▶ **Text section**
───
Studio album by Claud
- Released: July 14, 2023
- Length: 38:19
- Labels: Saddest Factory; Dead Oceans;
- Producers: Alex Craig; Brad Hale; Bram Inscore; Claud Mintz; Dan Wilson; David Marinelli; Ethan Gruska; Mike Malchicoff; Valley Girl; Zach and Roger;

Claud chronology
| Super Monster (2021) | Supermodels (2023) | Me and the Music (2026) |

= Supermodels (album) =

Supermodels is the second studio album by American bedroom pop singer Claud, released on July 14, 2023, through Saddest Factory Records and Dead Oceans. The album was preceded by the lead single "Every Fucking Time". Claud will tour the UK and North America until October 2023 in support of the record.

==Background and recording==
Claud recorded the album in their apartment using instruments that were already present, including their "out-of-tune guitar, and their equally wonky piano". It "deals with the universal trials of growing up" and "tracks Claud's journey from their childhood bedroom to their own apartment in New York City".
───
▶ **Written tasks**
1: Transcribe the Supermodels article from "Studio album by Claud" up to and including "of the record.".
2: For each statement, state whether the Supermodels article agrees (yes or no) and quote the article's deciding words: (a) The album was released through Saddest Factory Records and Dead Oceans. (b) The album was recorded in a professional studio. (c) Supermodels is Claud's debut studio album.

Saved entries
───
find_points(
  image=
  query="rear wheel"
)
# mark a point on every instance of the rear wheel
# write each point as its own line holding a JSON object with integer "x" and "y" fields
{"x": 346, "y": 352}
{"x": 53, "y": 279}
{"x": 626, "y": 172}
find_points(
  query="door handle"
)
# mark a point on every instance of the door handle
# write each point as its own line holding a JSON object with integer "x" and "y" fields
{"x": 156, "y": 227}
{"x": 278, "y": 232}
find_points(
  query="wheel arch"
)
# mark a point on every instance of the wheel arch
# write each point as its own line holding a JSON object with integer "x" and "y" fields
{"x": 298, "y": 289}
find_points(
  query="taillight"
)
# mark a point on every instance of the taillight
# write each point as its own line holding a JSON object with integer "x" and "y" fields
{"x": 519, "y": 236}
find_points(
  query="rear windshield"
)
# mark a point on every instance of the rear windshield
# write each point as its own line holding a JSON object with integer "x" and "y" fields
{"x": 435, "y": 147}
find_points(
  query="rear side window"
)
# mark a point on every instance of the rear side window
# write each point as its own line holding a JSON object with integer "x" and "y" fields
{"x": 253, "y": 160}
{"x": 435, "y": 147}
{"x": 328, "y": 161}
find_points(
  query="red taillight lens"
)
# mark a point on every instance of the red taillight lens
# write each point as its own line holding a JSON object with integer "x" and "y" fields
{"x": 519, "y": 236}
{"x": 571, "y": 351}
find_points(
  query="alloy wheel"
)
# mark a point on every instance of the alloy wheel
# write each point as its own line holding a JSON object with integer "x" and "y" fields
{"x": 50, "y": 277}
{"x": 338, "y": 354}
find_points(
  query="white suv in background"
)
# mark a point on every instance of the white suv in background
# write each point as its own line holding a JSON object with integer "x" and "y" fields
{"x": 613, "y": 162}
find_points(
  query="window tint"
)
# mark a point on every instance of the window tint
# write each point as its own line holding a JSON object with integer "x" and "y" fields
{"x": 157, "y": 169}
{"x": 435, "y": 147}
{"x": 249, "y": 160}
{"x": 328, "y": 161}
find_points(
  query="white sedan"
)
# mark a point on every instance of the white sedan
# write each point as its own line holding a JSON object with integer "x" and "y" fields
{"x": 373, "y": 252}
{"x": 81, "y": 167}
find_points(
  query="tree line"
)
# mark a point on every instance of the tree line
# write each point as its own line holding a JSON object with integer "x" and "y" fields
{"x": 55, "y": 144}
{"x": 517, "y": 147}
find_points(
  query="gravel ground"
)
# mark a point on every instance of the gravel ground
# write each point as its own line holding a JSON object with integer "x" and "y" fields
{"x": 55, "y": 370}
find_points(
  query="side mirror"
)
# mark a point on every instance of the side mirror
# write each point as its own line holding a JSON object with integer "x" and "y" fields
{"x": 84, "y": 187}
───
▶ **The answers**
1:
Studio album by Claud
- Released: July 14, 2023
- Length: 38:19
- Labels: Saddest Factory; Dead Oceans;
- Producers: Alex Craig; Brad Hale; Bram Inscore; Claud Mintz; Dan Wilson; David Marinelli; Ethan Gruska; Mike Malchicoff; Valley Girl; Zach and Roger;

Claud chronology
| Super Monster (2021) | Supermodels (2023) | Me and the Music (2026) |

= Supermodels (album) =

Supermodels is the second studio album by American bedroom pop singer Claud, released on July 14, 2023, through Saddest Factory Records and Dead Oceans. The album was preceded by the lead single "Every Fucking Time". Claud will tour the UK and North America until October 2023 in support of the record.

2:
(a) Yes: "released on July 14, 2023, through Saddest Factory Records and Dead Oceans"
(b) No: "Claud recorded the album in their apartment using instruments that were already present"
(c) No: "Supermodels is the second studio album by American bedroom pop singer Claud"